▼▼▼

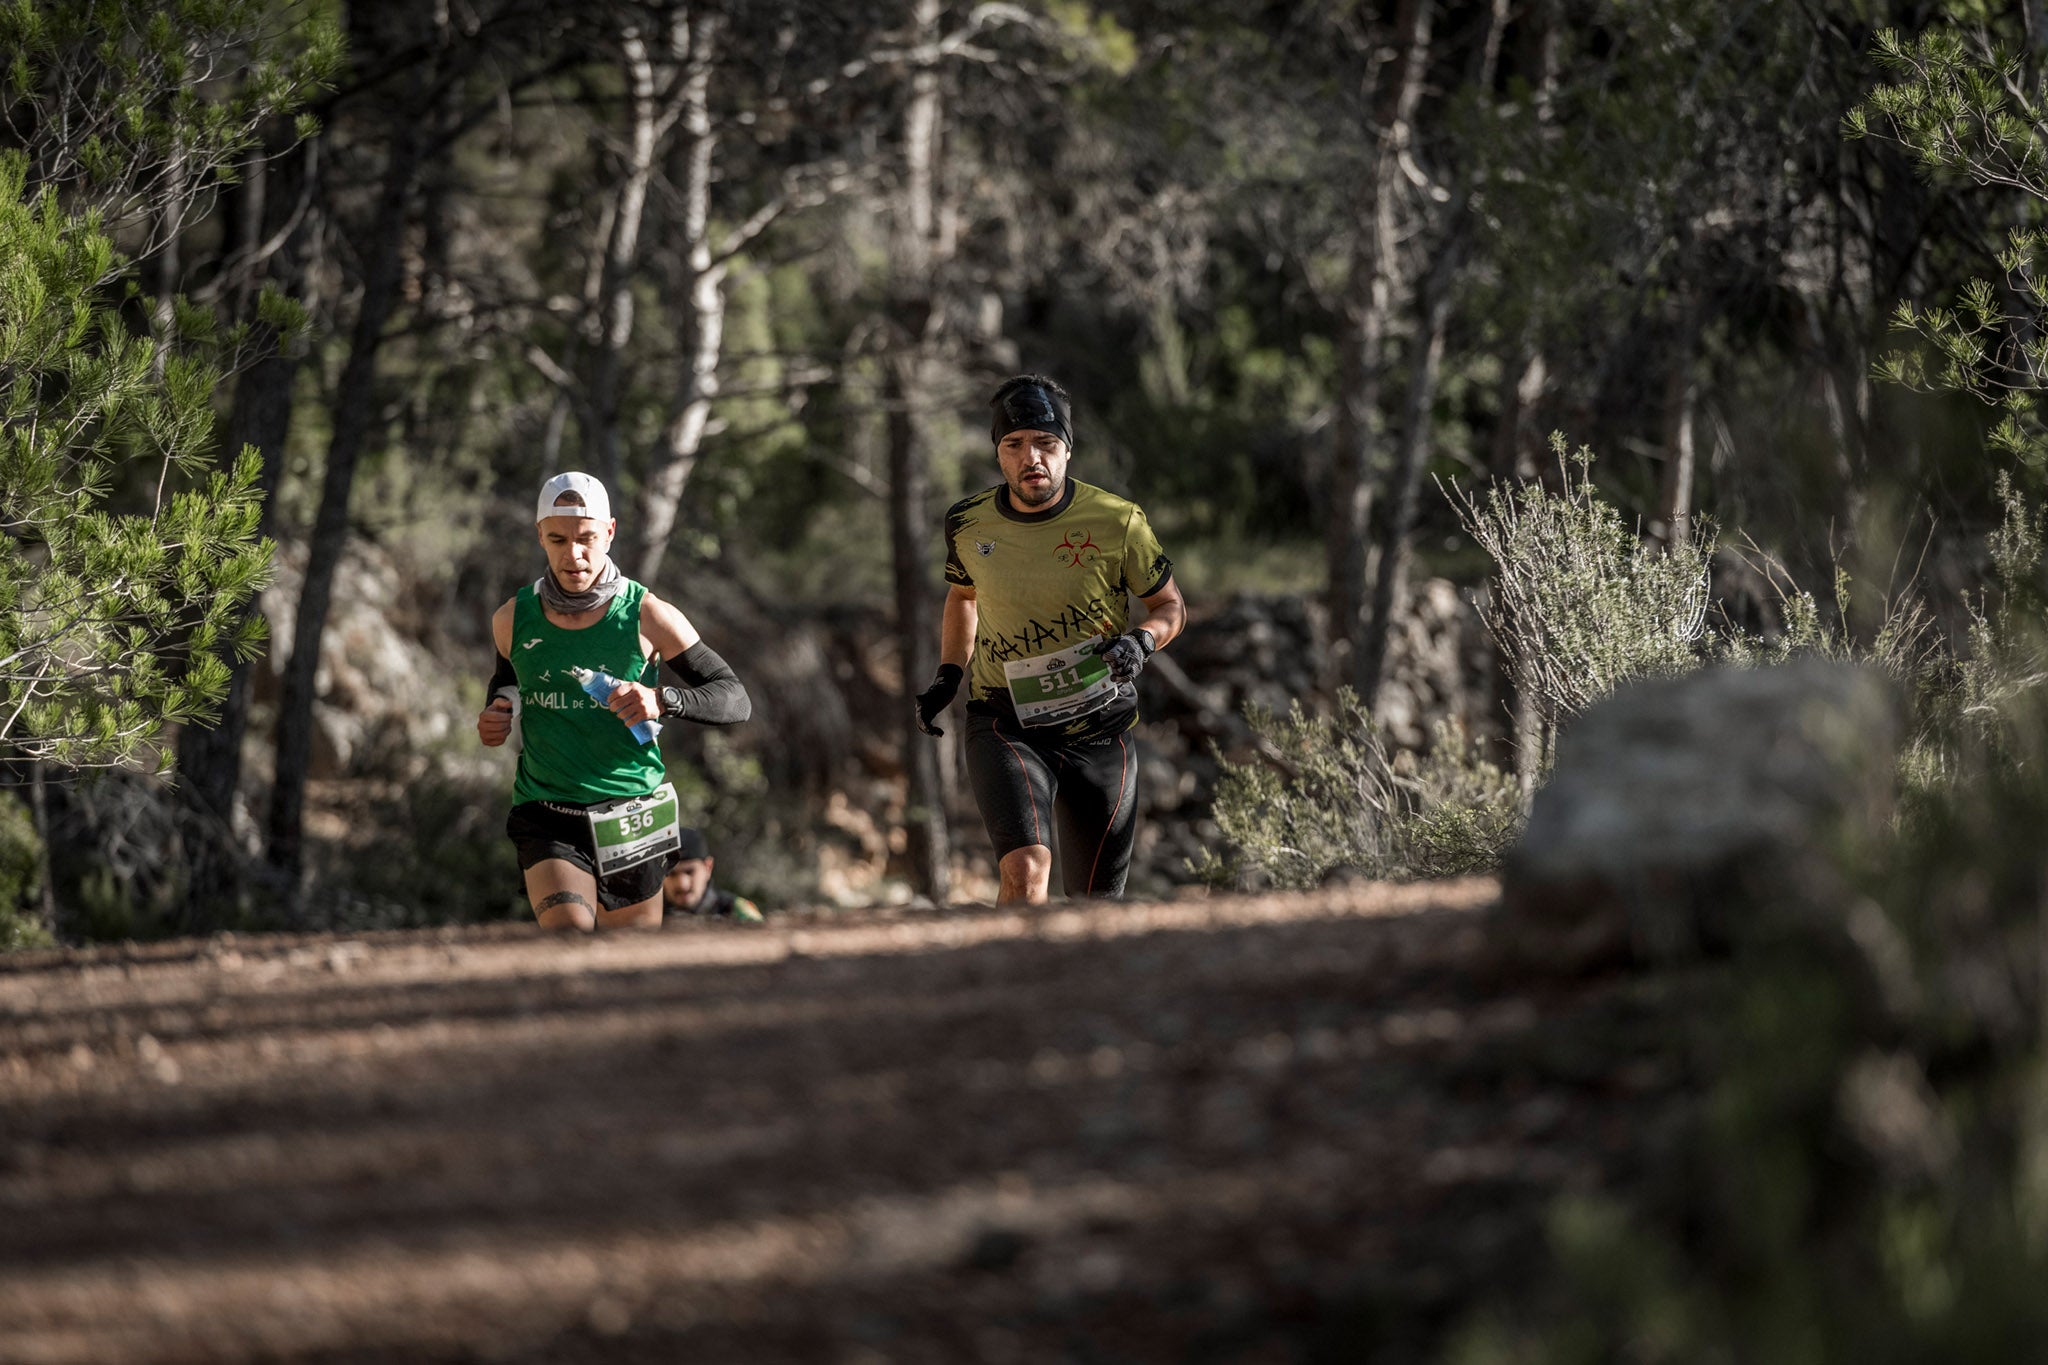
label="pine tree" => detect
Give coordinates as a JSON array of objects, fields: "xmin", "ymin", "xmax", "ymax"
[
  {"xmin": 0, "ymin": 148, "xmax": 282, "ymax": 770},
  {"xmin": 1850, "ymin": 20, "xmax": 2048, "ymax": 475}
]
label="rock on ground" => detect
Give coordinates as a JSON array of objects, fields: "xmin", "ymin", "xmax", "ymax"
[{"xmin": 1497, "ymin": 660, "xmax": 1901, "ymax": 974}]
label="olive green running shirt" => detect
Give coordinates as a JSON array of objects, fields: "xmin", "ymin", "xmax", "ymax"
[
  {"xmin": 509, "ymin": 578, "xmax": 665, "ymax": 806},
  {"xmin": 943, "ymin": 478, "xmax": 1173, "ymax": 742}
]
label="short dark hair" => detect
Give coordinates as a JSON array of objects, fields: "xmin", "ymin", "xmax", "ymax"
[{"xmin": 988, "ymin": 373, "xmax": 1073, "ymax": 449}]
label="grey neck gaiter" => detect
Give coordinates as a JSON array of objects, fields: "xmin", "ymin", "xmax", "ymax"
[{"xmin": 536, "ymin": 557, "xmax": 623, "ymax": 615}]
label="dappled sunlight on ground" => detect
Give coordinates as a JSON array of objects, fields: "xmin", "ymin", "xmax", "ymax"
[{"xmin": 0, "ymin": 878, "xmax": 1686, "ymax": 1364}]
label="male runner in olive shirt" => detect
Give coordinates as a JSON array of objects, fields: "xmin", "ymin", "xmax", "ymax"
[{"xmin": 914, "ymin": 374, "xmax": 1186, "ymax": 903}]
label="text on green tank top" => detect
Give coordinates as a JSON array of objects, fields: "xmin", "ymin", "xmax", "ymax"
[{"xmin": 510, "ymin": 579, "xmax": 665, "ymax": 806}]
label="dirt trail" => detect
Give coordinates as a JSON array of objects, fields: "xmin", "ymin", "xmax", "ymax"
[{"xmin": 0, "ymin": 881, "xmax": 1678, "ymax": 1364}]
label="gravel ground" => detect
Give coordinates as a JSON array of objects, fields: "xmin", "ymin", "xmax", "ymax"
[{"xmin": 0, "ymin": 880, "xmax": 1685, "ymax": 1364}]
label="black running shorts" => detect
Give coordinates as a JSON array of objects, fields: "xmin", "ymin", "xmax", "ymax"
[
  {"xmin": 963, "ymin": 711, "xmax": 1140, "ymax": 897},
  {"xmin": 506, "ymin": 800, "xmax": 668, "ymax": 911}
]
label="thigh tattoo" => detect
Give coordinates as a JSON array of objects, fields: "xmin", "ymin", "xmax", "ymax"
[{"xmin": 539, "ymin": 889, "xmax": 594, "ymax": 913}]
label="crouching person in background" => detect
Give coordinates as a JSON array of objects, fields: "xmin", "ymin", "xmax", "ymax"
[{"xmin": 663, "ymin": 828, "xmax": 764, "ymax": 924}]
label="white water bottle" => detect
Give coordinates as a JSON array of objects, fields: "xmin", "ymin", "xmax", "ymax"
[{"xmin": 493, "ymin": 685, "xmax": 522, "ymax": 751}]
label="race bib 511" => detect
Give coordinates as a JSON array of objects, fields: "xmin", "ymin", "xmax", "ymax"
[{"xmin": 1002, "ymin": 644, "xmax": 1118, "ymax": 728}]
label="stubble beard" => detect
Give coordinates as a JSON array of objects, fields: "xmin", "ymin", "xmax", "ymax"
[{"xmin": 1012, "ymin": 473, "xmax": 1063, "ymax": 508}]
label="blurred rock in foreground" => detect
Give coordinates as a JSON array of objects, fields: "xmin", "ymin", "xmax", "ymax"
[{"xmin": 1496, "ymin": 660, "xmax": 1901, "ymax": 974}]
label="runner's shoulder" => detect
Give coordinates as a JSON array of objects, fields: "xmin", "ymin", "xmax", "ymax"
[
  {"xmin": 1068, "ymin": 479, "xmax": 1147, "ymax": 523},
  {"xmin": 945, "ymin": 485, "xmax": 1002, "ymax": 527},
  {"xmin": 490, "ymin": 595, "xmax": 520, "ymax": 646},
  {"xmin": 636, "ymin": 584, "xmax": 680, "ymax": 620}
]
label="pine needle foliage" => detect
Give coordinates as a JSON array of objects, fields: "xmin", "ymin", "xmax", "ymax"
[
  {"xmin": 0, "ymin": 149, "xmax": 275, "ymax": 770},
  {"xmin": 0, "ymin": 0, "xmax": 341, "ymax": 233},
  {"xmin": 1850, "ymin": 24, "xmax": 2048, "ymax": 473}
]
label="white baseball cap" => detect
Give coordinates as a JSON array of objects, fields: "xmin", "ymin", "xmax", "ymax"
[{"xmin": 535, "ymin": 471, "xmax": 612, "ymax": 524}]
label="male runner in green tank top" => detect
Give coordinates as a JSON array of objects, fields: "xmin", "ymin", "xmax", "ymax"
[
  {"xmin": 476, "ymin": 472, "xmax": 751, "ymax": 931},
  {"xmin": 914, "ymin": 374, "xmax": 1186, "ymax": 903}
]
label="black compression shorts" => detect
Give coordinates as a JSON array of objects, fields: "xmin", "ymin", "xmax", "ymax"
[
  {"xmin": 963, "ymin": 712, "xmax": 1139, "ymax": 897},
  {"xmin": 506, "ymin": 800, "xmax": 668, "ymax": 911}
]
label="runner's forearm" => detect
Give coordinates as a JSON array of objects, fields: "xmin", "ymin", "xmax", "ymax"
[
  {"xmin": 1131, "ymin": 578, "xmax": 1185, "ymax": 652},
  {"xmin": 939, "ymin": 590, "xmax": 977, "ymax": 668},
  {"xmin": 661, "ymin": 641, "xmax": 752, "ymax": 725},
  {"xmin": 1133, "ymin": 606, "xmax": 1184, "ymax": 650}
]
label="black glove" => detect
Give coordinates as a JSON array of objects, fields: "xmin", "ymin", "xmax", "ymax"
[
  {"xmin": 915, "ymin": 663, "xmax": 964, "ymax": 736},
  {"xmin": 1091, "ymin": 628, "xmax": 1156, "ymax": 684}
]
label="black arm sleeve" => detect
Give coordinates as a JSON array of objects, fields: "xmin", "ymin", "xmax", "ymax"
[
  {"xmin": 660, "ymin": 640, "xmax": 752, "ymax": 725},
  {"xmin": 487, "ymin": 651, "xmax": 516, "ymax": 696}
]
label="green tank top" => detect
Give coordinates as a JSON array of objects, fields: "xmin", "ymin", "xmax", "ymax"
[{"xmin": 510, "ymin": 578, "xmax": 665, "ymax": 806}]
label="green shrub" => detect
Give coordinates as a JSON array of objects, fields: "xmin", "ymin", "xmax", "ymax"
[
  {"xmin": 1201, "ymin": 433, "xmax": 2039, "ymax": 895},
  {"xmin": 1448, "ymin": 436, "xmax": 1716, "ymax": 732},
  {"xmin": 1194, "ymin": 693, "xmax": 1520, "ymax": 890}
]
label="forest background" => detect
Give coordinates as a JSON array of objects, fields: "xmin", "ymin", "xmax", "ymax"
[{"xmin": 3, "ymin": 0, "xmax": 2043, "ymax": 944}]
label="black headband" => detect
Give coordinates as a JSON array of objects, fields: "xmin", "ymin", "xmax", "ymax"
[{"xmin": 990, "ymin": 383, "xmax": 1072, "ymax": 449}]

▲▲▲

*The task:*
Copy the records above exactly. The pictures are not part of the copy.

*Written solution:*
label="pine tree" => detect
Give coordinates as a JSON array of objects, fields: "xmin", "ymin", "xmax", "ymax"
[
  {"xmin": 0, "ymin": 148, "xmax": 282, "ymax": 770},
  {"xmin": 1850, "ymin": 20, "xmax": 2048, "ymax": 475}
]
label="rock on ground" => detect
Give coordinates as a JSON array of objects, fields: "xmin", "ymin", "xmax", "ymax"
[{"xmin": 1497, "ymin": 660, "xmax": 1901, "ymax": 974}]
label="olive green running shirt" => detect
Give coordinates as a JSON array of objects, fields: "xmin", "ymin", "xmax", "ymax"
[
  {"xmin": 509, "ymin": 578, "xmax": 665, "ymax": 806},
  {"xmin": 943, "ymin": 478, "xmax": 1173, "ymax": 742}
]
label="short dark hair" => detect
Give coordinates as a JSON array of objects, fields: "xmin", "ymin", "xmax", "ymax"
[{"xmin": 988, "ymin": 373, "xmax": 1073, "ymax": 449}]
label="grey neck gaiter" => detect
Give coordinates as a JSON array of objects, fields: "xmin", "ymin", "xmax", "ymax"
[{"xmin": 536, "ymin": 557, "xmax": 623, "ymax": 615}]
label="dappled sunlight on ground" => detect
Give coordinates as a JSON array of objects, fields: "xmin", "ymin", "xmax", "ymax"
[{"xmin": 0, "ymin": 878, "xmax": 1686, "ymax": 1364}]
label="male runner in olive shirt" => detect
Give coordinates as a JSON array of objects, fields: "xmin", "ymin", "xmax", "ymax"
[{"xmin": 914, "ymin": 374, "xmax": 1186, "ymax": 903}]
label="text on green tank top" => detect
Give coordinates as a JSON array of objects, fields: "xmin", "ymin", "xmax", "ymax"
[{"xmin": 510, "ymin": 579, "xmax": 665, "ymax": 806}]
label="dirt trail" => detect
Give coordinates as a JSON array of objects, fields: "xmin", "ymin", "xmax", "ymax"
[{"xmin": 0, "ymin": 881, "xmax": 1678, "ymax": 1364}]
label="gravel ground" => detect
Give coordinates as a JSON array of objects, fields: "xmin", "ymin", "xmax", "ymax"
[{"xmin": 0, "ymin": 880, "xmax": 1685, "ymax": 1364}]
label="black running shorts" => detect
Give coordinates as a JSON array of objects, fields: "xmin", "ymin", "xmax", "ymax"
[
  {"xmin": 963, "ymin": 711, "xmax": 1140, "ymax": 897},
  {"xmin": 506, "ymin": 800, "xmax": 668, "ymax": 911}
]
label="thigh tattoo" => detect
Give coordinates as a JSON array of objects, fields: "xmin", "ymin", "xmax", "ymax"
[{"xmin": 539, "ymin": 889, "xmax": 594, "ymax": 913}]
label="crouching person in background" => detect
Give coordinates as a JSON array of objects, fields: "xmin", "ymin", "xmax", "ymax"
[{"xmin": 663, "ymin": 828, "xmax": 764, "ymax": 924}]
label="white water bottle" => detect
Give coordinates as a JSON array of objects, fields: "xmin", "ymin", "xmax", "ymax"
[{"xmin": 493, "ymin": 685, "xmax": 522, "ymax": 751}]
label="race bib 511" => detect
Give coordinates as a JSON array of objects, fields: "xmin", "ymin", "xmax", "ymax"
[{"xmin": 1002, "ymin": 644, "xmax": 1118, "ymax": 728}]
label="stubble beard" => detect
Give coordinates as a JSON array of objects, fields: "xmin", "ymin", "xmax", "ymax"
[{"xmin": 1012, "ymin": 473, "xmax": 1063, "ymax": 508}]
label="blurred rock in foreground" => detect
Give coordinates as a JSON array of objects, fields: "xmin", "ymin", "xmax", "ymax"
[{"xmin": 1496, "ymin": 660, "xmax": 1901, "ymax": 974}]
label="runner's shoulder" => detect
Give coordinates as a JSON array of objects, fields: "xmin", "ymin", "xmax", "ymax"
[
  {"xmin": 1068, "ymin": 479, "xmax": 1147, "ymax": 523},
  {"xmin": 945, "ymin": 485, "xmax": 1002, "ymax": 527},
  {"xmin": 490, "ymin": 595, "xmax": 520, "ymax": 646},
  {"xmin": 636, "ymin": 584, "xmax": 680, "ymax": 620}
]
label="pine needle foliage" => detect
Give coordinates as a JSON array of objects, fields: "xmin", "ymin", "xmax", "ymax"
[
  {"xmin": 0, "ymin": 149, "xmax": 275, "ymax": 770},
  {"xmin": 0, "ymin": 0, "xmax": 341, "ymax": 233},
  {"xmin": 1850, "ymin": 24, "xmax": 2048, "ymax": 473}
]
label="white baseball cap" => detect
Give coordinates as a JSON array of objects, fields: "xmin", "ymin", "xmax", "ymax"
[{"xmin": 535, "ymin": 471, "xmax": 612, "ymax": 524}]
label="male runner in green tank top" => detect
Give coordinates as a JSON array of objects, fields: "xmin", "ymin", "xmax", "ymax"
[
  {"xmin": 476, "ymin": 472, "xmax": 751, "ymax": 931},
  {"xmin": 914, "ymin": 374, "xmax": 1186, "ymax": 903}
]
label="black compression shorts" => detect
Give coordinates as a JSON array of objects, fields: "xmin", "ymin", "xmax", "ymax"
[
  {"xmin": 963, "ymin": 712, "xmax": 1139, "ymax": 897},
  {"xmin": 506, "ymin": 800, "xmax": 668, "ymax": 911}
]
label="runner's forearm" => detect
Give coordinates as a JSON array of objects, fields: "xmin", "ymin", "xmax", "ymax"
[
  {"xmin": 1131, "ymin": 578, "xmax": 1185, "ymax": 652},
  {"xmin": 939, "ymin": 590, "xmax": 977, "ymax": 668},
  {"xmin": 661, "ymin": 641, "xmax": 752, "ymax": 725},
  {"xmin": 1133, "ymin": 606, "xmax": 1184, "ymax": 650}
]
label="black glove" => detect
Give coordinates as a JSON array of objects, fields: "xmin", "ymin", "xmax", "ymax"
[
  {"xmin": 915, "ymin": 663, "xmax": 964, "ymax": 736},
  {"xmin": 1091, "ymin": 628, "xmax": 1156, "ymax": 684}
]
label="black arm sleeve" => detect
Give coordinates as a JSON array of objects, fields: "xmin", "ymin", "xmax", "ymax"
[
  {"xmin": 660, "ymin": 640, "xmax": 752, "ymax": 725},
  {"xmin": 487, "ymin": 651, "xmax": 516, "ymax": 696}
]
label="green tank top" => detect
Give coordinates as a JSON array of objects, fields: "xmin", "ymin", "xmax", "ymax"
[{"xmin": 510, "ymin": 578, "xmax": 665, "ymax": 806}]
label="green shrub" => detect
Give coordinates as a JSON array of objects, fields: "xmin", "ymin", "xmax", "ymax"
[
  {"xmin": 1201, "ymin": 433, "xmax": 2039, "ymax": 895},
  {"xmin": 1448, "ymin": 436, "xmax": 1716, "ymax": 732},
  {"xmin": 1194, "ymin": 693, "xmax": 1520, "ymax": 890}
]
label="forest background" => detect
Give coordinates as a JSON array of objects, fields: "xmin", "ymin", "xmax", "ymax"
[{"xmin": 3, "ymin": 0, "xmax": 2043, "ymax": 944}]
label="black headband" => detect
Give coordinates as a JSON array of objects, fields: "xmin", "ymin", "xmax", "ymax"
[{"xmin": 990, "ymin": 383, "xmax": 1072, "ymax": 449}]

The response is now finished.